=== Your task ===
Swap "pixel" for "location" in the items from the line with "the black sneaker" through the end of the items, and write those lines out again with nothing else changed.

Collection entries:
..........

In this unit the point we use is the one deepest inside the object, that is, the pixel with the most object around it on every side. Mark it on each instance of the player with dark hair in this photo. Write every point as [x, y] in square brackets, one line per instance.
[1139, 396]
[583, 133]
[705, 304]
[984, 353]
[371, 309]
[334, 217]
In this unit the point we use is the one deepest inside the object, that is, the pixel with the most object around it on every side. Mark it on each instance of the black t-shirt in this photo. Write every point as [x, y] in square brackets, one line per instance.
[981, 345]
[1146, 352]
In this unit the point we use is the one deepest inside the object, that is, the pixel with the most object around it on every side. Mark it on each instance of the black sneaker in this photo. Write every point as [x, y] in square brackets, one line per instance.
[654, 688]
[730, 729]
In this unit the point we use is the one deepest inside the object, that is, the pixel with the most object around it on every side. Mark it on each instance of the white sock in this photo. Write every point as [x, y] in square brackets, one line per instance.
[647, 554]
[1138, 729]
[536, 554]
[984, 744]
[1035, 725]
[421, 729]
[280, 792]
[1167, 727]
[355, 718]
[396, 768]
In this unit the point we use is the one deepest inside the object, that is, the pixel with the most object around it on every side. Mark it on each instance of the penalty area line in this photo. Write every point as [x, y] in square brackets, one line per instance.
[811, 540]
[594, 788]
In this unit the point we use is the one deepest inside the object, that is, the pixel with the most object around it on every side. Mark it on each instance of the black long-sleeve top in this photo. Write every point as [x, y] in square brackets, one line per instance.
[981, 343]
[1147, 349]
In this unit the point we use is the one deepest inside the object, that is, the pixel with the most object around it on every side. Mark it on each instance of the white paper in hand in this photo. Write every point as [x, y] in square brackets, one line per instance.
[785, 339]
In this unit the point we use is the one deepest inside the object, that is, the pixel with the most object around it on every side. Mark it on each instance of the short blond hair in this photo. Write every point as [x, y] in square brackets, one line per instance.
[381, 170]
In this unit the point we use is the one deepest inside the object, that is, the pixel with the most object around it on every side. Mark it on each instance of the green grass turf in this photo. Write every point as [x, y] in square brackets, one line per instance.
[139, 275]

..........

=== Solution for this problem ===
In this unit the point we use is the one deepest inside the object, that is, the location with the most object around it on every side. Mark it on each instance of the black sneaker in this photo. Write every point as [x, y] in square brackets, one line per instance.
[654, 688]
[730, 729]
In this unit the point we use is the one deepest inside the object, that is, the location with the most object around it on every side. Mark it on each instance of the white sock in this photo. Write every point as [x, y] in square brackets, one line per instance.
[647, 554]
[1138, 729]
[536, 554]
[984, 744]
[1035, 725]
[421, 729]
[280, 792]
[1167, 727]
[355, 718]
[396, 768]
In this unit the point we use is the one deepest inside the object, that is, the location with the most object around it on every side. Mark it on each instance of the penalty area line in this photo. Write every point as [x, y] in square brackets, one line per instance.
[811, 540]
[594, 788]
In this unit the point we use is the one deepest inside the object, that is, the location with the most object around it on every side. Mark it on each instance of the black long-sleeve top in this photo. Write every point as [x, y] in square brackets, one line per instance.
[981, 343]
[1147, 349]
In this unit the point we use is the one deepest inside the object, that is, the location with the most object around it on every side. Mark it on each instance of the white paper in hand in this photo. Write every point as [x, y] in square brackets, one line per instance.
[785, 339]
In this unit the point we use is the one deepest inside the object, that is, the location with the most object around it on every side. Mark it on each instance of the short blond hair in this photo. Write every point as [x, y] in square brackets, one line per instance.
[381, 170]
In this unit the point we use is the one deepest inside the object, that is, the location with the most object around it on every side. Mark it on each instance of the green grass turf in this photo. Write every point as [x, y] in square brackets, one line per instance.
[139, 275]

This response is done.